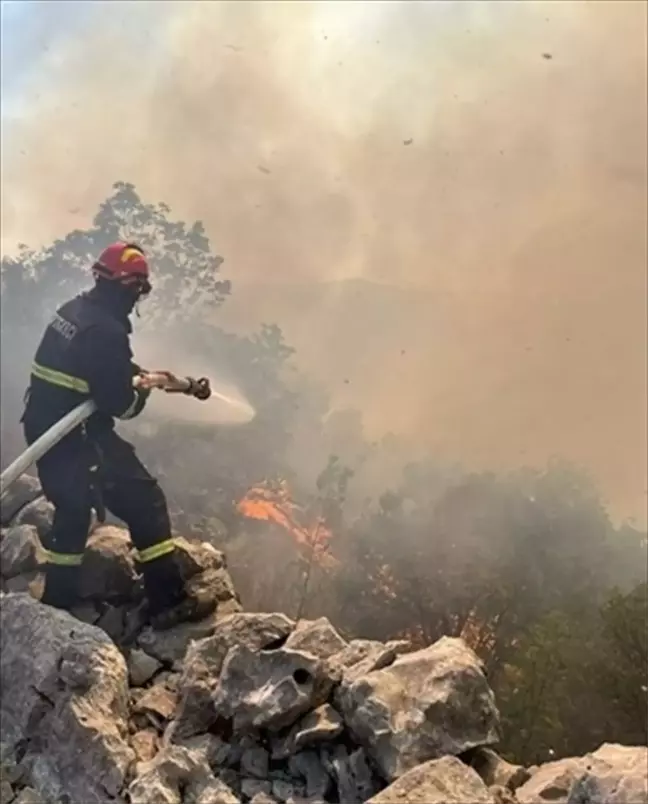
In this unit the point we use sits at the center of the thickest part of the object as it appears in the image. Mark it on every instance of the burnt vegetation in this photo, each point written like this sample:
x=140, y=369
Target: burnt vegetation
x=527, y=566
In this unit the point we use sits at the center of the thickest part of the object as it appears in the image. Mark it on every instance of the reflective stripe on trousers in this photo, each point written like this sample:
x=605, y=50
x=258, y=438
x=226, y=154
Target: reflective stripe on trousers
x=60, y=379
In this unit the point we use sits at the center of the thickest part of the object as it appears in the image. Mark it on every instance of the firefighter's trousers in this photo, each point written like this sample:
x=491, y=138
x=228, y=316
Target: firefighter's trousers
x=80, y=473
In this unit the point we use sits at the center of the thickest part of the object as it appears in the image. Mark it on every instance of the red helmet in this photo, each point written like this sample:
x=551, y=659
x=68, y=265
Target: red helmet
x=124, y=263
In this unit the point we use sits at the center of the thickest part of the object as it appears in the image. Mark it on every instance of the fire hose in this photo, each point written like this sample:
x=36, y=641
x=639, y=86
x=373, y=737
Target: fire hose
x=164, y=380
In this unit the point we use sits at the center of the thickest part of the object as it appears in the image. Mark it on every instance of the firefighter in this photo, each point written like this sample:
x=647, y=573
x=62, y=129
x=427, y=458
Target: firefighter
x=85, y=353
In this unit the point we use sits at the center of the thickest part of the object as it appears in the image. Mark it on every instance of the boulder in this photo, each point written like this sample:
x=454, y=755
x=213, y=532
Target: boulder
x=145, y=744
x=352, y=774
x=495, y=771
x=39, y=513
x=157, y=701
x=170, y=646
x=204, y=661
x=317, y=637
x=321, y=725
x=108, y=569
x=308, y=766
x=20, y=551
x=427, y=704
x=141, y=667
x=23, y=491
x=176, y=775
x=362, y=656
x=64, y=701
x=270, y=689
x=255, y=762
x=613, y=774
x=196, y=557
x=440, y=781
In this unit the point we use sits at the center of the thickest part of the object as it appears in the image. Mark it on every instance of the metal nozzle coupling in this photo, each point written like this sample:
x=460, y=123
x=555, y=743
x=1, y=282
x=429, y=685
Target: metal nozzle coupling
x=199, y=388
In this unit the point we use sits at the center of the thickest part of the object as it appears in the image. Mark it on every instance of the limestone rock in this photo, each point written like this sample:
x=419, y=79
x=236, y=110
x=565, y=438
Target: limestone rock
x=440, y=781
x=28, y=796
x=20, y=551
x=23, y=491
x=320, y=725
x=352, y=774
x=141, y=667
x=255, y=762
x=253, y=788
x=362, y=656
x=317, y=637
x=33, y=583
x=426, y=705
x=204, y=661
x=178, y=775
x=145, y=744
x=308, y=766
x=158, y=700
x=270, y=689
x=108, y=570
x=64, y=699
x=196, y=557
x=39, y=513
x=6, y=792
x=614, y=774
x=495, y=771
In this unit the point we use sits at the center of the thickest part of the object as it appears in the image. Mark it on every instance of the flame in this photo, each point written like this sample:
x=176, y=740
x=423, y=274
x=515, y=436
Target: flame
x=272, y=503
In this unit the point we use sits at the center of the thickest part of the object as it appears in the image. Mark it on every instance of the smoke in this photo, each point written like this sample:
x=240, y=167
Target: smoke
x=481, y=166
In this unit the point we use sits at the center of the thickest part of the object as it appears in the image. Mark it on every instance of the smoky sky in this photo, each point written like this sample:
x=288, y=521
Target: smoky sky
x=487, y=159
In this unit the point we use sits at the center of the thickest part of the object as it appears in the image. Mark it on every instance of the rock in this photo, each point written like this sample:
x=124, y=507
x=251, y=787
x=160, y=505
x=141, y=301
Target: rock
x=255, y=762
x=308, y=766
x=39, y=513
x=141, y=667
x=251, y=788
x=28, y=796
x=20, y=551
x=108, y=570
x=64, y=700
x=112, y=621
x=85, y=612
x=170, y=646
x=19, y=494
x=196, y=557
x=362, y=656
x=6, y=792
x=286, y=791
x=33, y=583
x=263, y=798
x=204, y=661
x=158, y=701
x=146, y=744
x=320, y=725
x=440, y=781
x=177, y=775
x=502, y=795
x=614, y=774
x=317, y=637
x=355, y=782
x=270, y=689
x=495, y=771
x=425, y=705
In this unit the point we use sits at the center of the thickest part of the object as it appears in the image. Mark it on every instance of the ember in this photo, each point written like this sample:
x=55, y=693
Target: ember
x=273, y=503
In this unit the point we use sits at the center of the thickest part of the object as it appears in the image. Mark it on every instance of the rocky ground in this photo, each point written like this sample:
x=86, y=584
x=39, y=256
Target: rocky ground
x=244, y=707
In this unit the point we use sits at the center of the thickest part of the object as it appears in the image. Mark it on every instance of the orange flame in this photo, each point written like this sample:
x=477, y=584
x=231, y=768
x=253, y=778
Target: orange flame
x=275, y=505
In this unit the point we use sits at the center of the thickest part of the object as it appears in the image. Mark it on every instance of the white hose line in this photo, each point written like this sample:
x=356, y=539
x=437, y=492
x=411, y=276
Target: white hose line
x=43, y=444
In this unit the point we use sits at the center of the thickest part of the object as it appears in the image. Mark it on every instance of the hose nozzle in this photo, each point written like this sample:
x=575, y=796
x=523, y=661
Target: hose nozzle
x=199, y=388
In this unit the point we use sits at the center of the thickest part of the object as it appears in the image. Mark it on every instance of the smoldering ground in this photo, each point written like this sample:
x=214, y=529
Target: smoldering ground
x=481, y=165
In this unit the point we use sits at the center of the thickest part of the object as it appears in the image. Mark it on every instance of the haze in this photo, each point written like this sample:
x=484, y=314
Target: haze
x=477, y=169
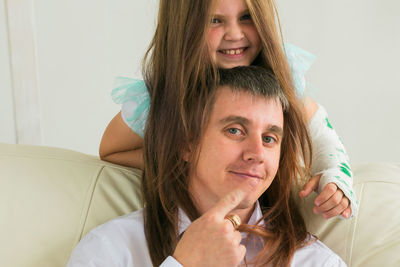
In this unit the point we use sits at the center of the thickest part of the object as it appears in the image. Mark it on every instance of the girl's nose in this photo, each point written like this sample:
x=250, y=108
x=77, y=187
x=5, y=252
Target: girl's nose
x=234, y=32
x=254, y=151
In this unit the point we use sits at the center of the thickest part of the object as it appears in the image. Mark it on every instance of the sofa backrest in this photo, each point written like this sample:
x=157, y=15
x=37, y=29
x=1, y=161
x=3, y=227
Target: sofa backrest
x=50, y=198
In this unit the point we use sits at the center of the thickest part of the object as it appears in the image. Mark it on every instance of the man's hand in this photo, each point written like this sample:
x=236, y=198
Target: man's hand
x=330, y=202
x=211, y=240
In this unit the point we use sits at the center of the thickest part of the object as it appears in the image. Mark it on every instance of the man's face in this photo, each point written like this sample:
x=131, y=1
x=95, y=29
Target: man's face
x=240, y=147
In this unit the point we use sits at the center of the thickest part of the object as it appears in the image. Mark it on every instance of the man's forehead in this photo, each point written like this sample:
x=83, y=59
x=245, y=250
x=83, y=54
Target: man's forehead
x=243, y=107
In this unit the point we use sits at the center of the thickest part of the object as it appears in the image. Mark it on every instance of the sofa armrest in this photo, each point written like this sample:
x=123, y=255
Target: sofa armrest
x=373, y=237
========================
Copy all of the material above word for word, but leave out the pictures.

In this unit the point we use sits at the center of the thickest part of the object as it appears in the image. Mark it on every instance of the burnt vegetation in this photo, each point written like this sample:
x=140, y=369
Target: burnt vegetation
x=527, y=566
In this unit the point we use sits at the center of the thickest part of the object as it appears in the image. Mark it on every instance of the reflective stripe on trousers in this photo, each point written like this sample:
x=605, y=50
x=258, y=438
x=226, y=154
Target: reflective stripe on trousers
x=60, y=379
In this unit the point we use sits at the center of the thickest part of the object as it appears in the image. Mark it on every instance of the firefighter's trousers in this photo, each point written like this sample:
x=491, y=138
x=228, y=316
Target: firefighter's trousers
x=80, y=473
In this unit the point we use sits at the center of the thickest part of the object as it appears in the image. Mark it on every instance of the red helmet in this photo, each point written like this sample:
x=551, y=659
x=68, y=265
Target: red helmet
x=124, y=263
In this unit the point we use sits at the center of the thickest part of the object as it appears in the image. Mark it on every instance of the fire hose in this photo, each point written like this sample:
x=36, y=641
x=639, y=86
x=373, y=737
Target: fire hose
x=164, y=380
In this unit the point we use sits at the center of the thickest part of the object as it appears in the image. Mark it on every instance of the firefighter in this photo, each point written like this sample:
x=647, y=573
x=62, y=129
x=427, y=458
Target: firefighter
x=85, y=353
In this unit the point we use sits at the center of the thickest part of the object as it appears in the image. Mark it on every instance of the boulder in this photo, each point written like this sample:
x=454, y=755
x=213, y=532
Target: boulder
x=145, y=744
x=352, y=774
x=495, y=771
x=39, y=513
x=157, y=701
x=170, y=646
x=204, y=661
x=317, y=637
x=321, y=725
x=108, y=569
x=308, y=766
x=20, y=551
x=427, y=704
x=141, y=667
x=23, y=491
x=176, y=775
x=362, y=656
x=64, y=701
x=270, y=689
x=255, y=762
x=613, y=774
x=196, y=557
x=440, y=781
In this unit the point we use sits at the center of the thickest part of the object as it appears in the image. Mark it on every instance of the metal nozzle coupling in this photo, each point written like this sample:
x=460, y=123
x=555, y=743
x=1, y=282
x=429, y=685
Target: metal nozzle coupling
x=199, y=388
In this unit the point we use sits at the center of the thickest part of the object as it appears in the image. Mark it on every instance of the limestone rock in this photo, each point written like this sample:
x=419, y=79
x=236, y=110
x=565, y=438
Target: limestone rock
x=440, y=781
x=28, y=796
x=20, y=551
x=23, y=491
x=320, y=725
x=352, y=774
x=141, y=667
x=255, y=762
x=253, y=788
x=362, y=656
x=317, y=637
x=33, y=583
x=426, y=705
x=204, y=661
x=178, y=775
x=145, y=744
x=308, y=766
x=158, y=700
x=270, y=689
x=108, y=570
x=64, y=699
x=196, y=557
x=39, y=513
x=6, y=792
x=614, y=774
x=495, y=771
In this unit the point we use sits at the center of the thickest part of the object as it appears in the image. Mark it on every instance of the flame in this photo, each point written like this sample:
x=176, y=740
x=423, y=274
x=515, y=436
Target: flame
x=272, y=503
In this unit the point we use sits at the center of the thickest part of the object as it appears in the image. Mark it on every instance of the smoke in this photo, each point written like this sample:
x=240, y=167
Target: smoke
x=481, y=166
In this unit the point we use sits at the center of the thickest part of the object as it appears in the image. Mark it on every instance of the smoky sky in this photo, each point written like this sample:
x=288, y=521
Target: smoky sky
x=487, y=159
In this unit the point we use sits at the center of the thickest part of the object as it appears in the image. Mark it on every instance of the rock in this photo, each point written like this sample:
x=124, y=507
x=251, y=787
x=160, y=505
x=141, y=301
Target: rock
x=255, y=762
x=308, y=766
x=39, y=513
x=141, y=667
x=251, y=788
x=28, y=796
x=20, y=551
x=108, y=570
x=64, y=700
x=112, y=621
x=85, y=612
x=170, y=646
x=19, y=494
x=196, y=557
x=362, y=656
x=6, y=792
x=286, y=791
x=33, y=583
x=263, y=798
x=204, y=661
x=158, y=701
x=146, y=744
x=320, y=725
x=440, y=781
x=177, y=775
x=502, y=795
x=614, y=774
x=317, y=637
x=355, y=782
x=270, y=689
x=495, y=771
x=425, y=705
In this unit the point we use sits at the center of the thickest part of the object as it appears in the image. Mark it on every instance of the ember in this photo, each point written like this sample:
x=55, y=693
Target: ember
x=273, y=503
In this unit the point we use sits at the center of the thickest part of the object as it appears in the image. Mark it on every instance of the rocky ground in this photo, each point written like this sample:
x=86, y=584
x=39, y=256
Target: rocky ground
x=244, y=707
In this unit the point we use sits at the center of the thickest part of the object as it appears in the image. Mark it on every instance of the orange flame in this photo, each point written like this sample:
x=477, y=584
x=231, y=768
x=253, y=778
Target: orange flame
x=275, y=505
In this unit the point we use sits at the center of the thickest part of the object as it appears in the image. Mark it on every instance of the white hose line in this photo, each point written like this sample:
x=356, y=539
x=437, y=492
x=411, y=276
Target: white hose line
x=43, y=444
In this unit the point we use sits at the center of the thickest part of the object as it appears in the image. Mark it on every instance of the hose nozzle in this photo, each point written like this sample:
x=575, y=796
x=523, y=661
Target: hose nozzle
x=199, y=388
In this unit the point we use sits at the center of the thickest part of the object as it appears in the image. Mark it on every instance of the smoldering ground in this photo, each point written like this sample:
x=214, y=529
Target: smoldering ground
x=481, y=165
In this unit the point we use sits at the center of the thickest part of the object as it appears in the image. Mark it on every instance of the haze in this photo, each point written like this sample:
x=484, y=314
Target: haze
x=477, y=169
In this unit the point we use sits at the center of the thickest part of the object as it appears in the image. Mark it on every instance of the girl's nose in this photo, each point written like this sample:
x=250, y=108
x=77, y=187
x=5, y=252
Target: girl's nose
x=234, y=32
x=254, y=151
In this unit the point we use sits at the center of the thickest part of the object as it appears in the image. Mark it on every instance of the sofa backrest in this photo, each point written like this sample:
x=157, y=15
x=37, y=29
x=1, y=161
x=3, y=227
Target: sofa backrest
x=50, y=198
In this unit the point we use sits at the center of the thickest part of the object as it appears in the image. Mark it on every instance of the man's hand in this photo, each point written like this sample:
x=236, y=198
Target: man's hand
x=330, y=202
x=211, y=240
In this unit the point we use sits at the center of the thickest part of the object as it appears in the image. Mark it on every instance of the man's face in this photo, each point written like this sample:
x=131, y=1
x=95, y=29
Target: man's face
x=240, y=147
In this unit the point we use sits at the center of the thickest part of the object as it appears in the image. Mark it on every instance of the man's forehead in this photo, each point written like this sample:
x=83, y=59
x=245, y=250
x=83, y=54
Target: man's forehead
x=243, y=107
In this unit the point we use sits at the center of the thickest part of the object as it appears in the image. Mark it on every instance of the sofa armrest in this photo, each point written like this sample:
x=123, y=255
Target: sofa armrest
x=373, y=237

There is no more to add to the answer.